Having migrated our DB to a new machine, I was left with a pretty good machine unused. I decided to rebuild it and try out Postgres 9.0.

I downloaded and installed CentOS 6.0 x86_64, built Postgres 9.0.4 from SRPMS (makes me feel better building it myself), installed it and did initdb, dumped the primary DB to our NAS using psql 9.0 (pg_dump [db] | gzip > /path/to/file.gz) and began the restore.

Not much of a story but it took 33 hours to restore the DB, with the bulk of the time spent building indices. When the restore was complete I did an analyze verbose which took another 2 hours, for a total of 35 hours, not counting the time it took to create the dump file – about 14 hours, but this was with the DB under heavy load, made heavier by the dump, so I don’t know how long it would really take. I’m glad I didn’t have to do this to migrate, but I’m not relishing the idea of doing a real upgrade to 9.0 if it’s going to take this long. For the restore I disabled autovacuum and set fsync = off. It’s an ext4 filesystem on a 24-disk RAID 10 of 10krpm SAS drives.

DB size on disk after a clean restore was 1156 GB, as per pg_database_size(), versus 1237 GB on disk for the one that was migrated via bit-copy, so there’s a sizable chunk of crud accumulated in there.

Also, in doing this I discovered the logger command. One of the things that I’ve always found annoying about doing a pg restore is that the output is just a bunch of statements like this:

SET
SET
SET
CREATE SCHEMA
ALTER SCHEMA
CREATE SCHEMA
ALTER SCHEMA
SET
CREATE TABLE
ALTER TABLE
CREATE FUNCTION
ALTER FUNCTION

This is just what’s returned from the SQL commands, but it’s not very informative, and most importantly it doesn’t show you the timestamp so you have no idea how long anything’s taking. With logger, you can just pipe the output to it and it’ll be logged with syslog. So my restore command looked like this:

zcat /nfs/db/pgdump-90.sql.gz | psql -Upguser db 2> ~/restore.20110723-1916.log | logger -t PGRESTORE

This made it trivial to get the messages out of /var/log/messages with grep:

[root@link log]# grep PGRESTORE messages | head
Jul 24 03:36:43 link PGRESTORE: ALTER TABLE
Jul 24 03:36:43 link PGRESTORE: SET
Jul 24 03:36:44 link PGRESTORE: ALTER TABLE
Jul 24 03:36:44 link PGRESTORE: ALTER TABLE
Jul 24 03:38:45 link PGRESTORE: ALTER TABLE
Jul 24 03:39:13 link PGRESTORE: ALTER TABLE
Jul 24 03:39:13 link PGRESTORE: ALTER TABLE
Jul 24 03:39:13 link PGRESTORE: ALTER TABLE
Jul 24 03:39:13 link PGRESTORE: SET
Jul 24 03:39:13 link PGRESTORE: ALTER TABLE

In addition to having the timestamps it eliminates the accumulation of the random log files that accumulate like droppings from myriad one-off scripts. I modified about 20 cron jobs to pipe their output to logger rather than junk files in /tmp or my homedir. I can’t believe I never heard of logger before! Hooray for logger!
:::::
**Required tasks**
[1] Reproduce the passage of the Postgres 9.0 restore post that begins at the words "Not much of" and ends with "10krpm SAS drives.".
[2] Answer these from the Postgres 9.0 restore post:
(a) How many hours did the restore of the DB take?
(b) What was the DB size on disk after a clean restore, according to pg_database_size()?
(c) About how many cron jobs were modified to pipe their output to logger?
[3] Extend the Postgres 9.0 restore post past its final sentence.

**Supplied information**
:::::
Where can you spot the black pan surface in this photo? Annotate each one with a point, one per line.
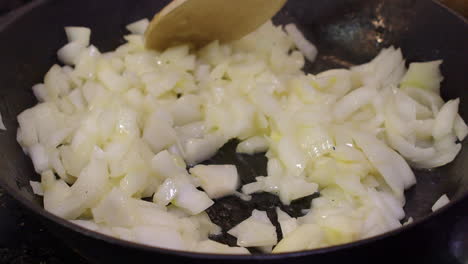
:::::
**Answers to the problems**
[1]
Not much of a story but it took 33 hours to restore the DB, with the bulk of the time spent building indices. When the restore was complete I did an analyze verbose which took another 2 hours, for a total of 35 hours, not counting the time it took to create the dump file – about 14 hours, but this was with the DB under heavy load, made heavier by the dump, so I don’t know how long it would really take. I’m glad I didn’t have to do this to migrate, but I’m not relishing the idea of doing a real upgrade to 9.0 if it’s going to take this long. For the restore I disabled autovacuum and set fsync = off. It’s an ext4 filesystem on a 24-disk RAID 10 of 10krpm SAS drives.

[2]
(a) 33 hours
(b) 1156 GB
(c) About 20

[3]
Benchmarking disk IO on ext3 vs ext4 vs xfs with fio

With the old database phased out, I figured this was a good time to benchmark IO on it before either repurposing it or mothballing it. In the past I’ve used dd for elementary sequential read/write testing, but I recently found fio which is much more versatile. Apparently developed by FusionIO, fio lets you control concurrency, blocksize and many other parameters and reports lots more data, most notably IOPS.

I created 4 fio config files, basically the same as the one below, for direct / buffered disk access and sequential / random writes. All have 8k blocksize since that’s what Postgres uses by default.


[root@link ~]# cat random-write-test.fio
[random-write]
rw=randwrite
size=5G
direct=1
directory=/msa70/fio/data/
numjobs=5
group_reporting
name=random-write-direct
bs=8k
runtime=10
[root@link ~]# cat sequential-write-test-buf.fio
[sequential-write]
rw=write
size=5G
direct=0
directory=/msa70/fio/data/
numjobs=5
group_reporting
name=sequential-write-buffered
bs=8k
runtime=10

First I ran fio against a freshly created ext3 volume on our HP MSA70 with 24x 10kRPM SAS disks in RAID 10. The mkfs command used was mke2fs -j -m0 /dev/cciss/c0d0. The controller card is a HP P800. Here’s the output:

[wpspoiler name=’fio – ext3 full results’]

[root@link ~]# time fio random-write-test.fio random-write-test-buf.fio sequential-write-test.fio sequential-write-test-buf.fio
random-write-direct: (g=0): rw=randwrite, bs=8K-8K/8K-8K, ioengine=sync, iodepth=1
...
random-write-direct: (g=0): rw=randwrite, bs=8K-8K/8K-8K, ioengine=sync, iodepth=1
random-write-buf: (g=1): rw=randwrite, bs=8K-8K/8K-8K, ioengine=sync, iodepth=1
...
random-write-buf: (g=1): rw=randwrite, bs=8K-8K/8K-8K, ioengine=sync, iodepth=1
sequential-write-direct: (g=2): rw=write, bs=8K-8K/8K-8K, ioengine=sync, iodepth=1
...
sequential-write-direct: (g=2): rw=write, bs=8K-8K/8K-8K, ioengine=sync, iodepth=1
sequential-write-buffered: (g=3): rw=write, bs=8K-8K/8K-8K, ioengine=sync, iodepth=1
...
sequential-write-buffered: (g=3): rw=write, bs=8K-8K/8K-8K, ioengine=sync, iodepth=1
fio 1.57
Starting 20 processes
random-write-direct: Laying out IO file(s) (1 file(s) / 5120MB)
random-write-direct: Laying out IO file(s) (1 file(s) / 5120MB)
random-write-direct: Laying out IO file(s) (1 file(s) / 5120MB)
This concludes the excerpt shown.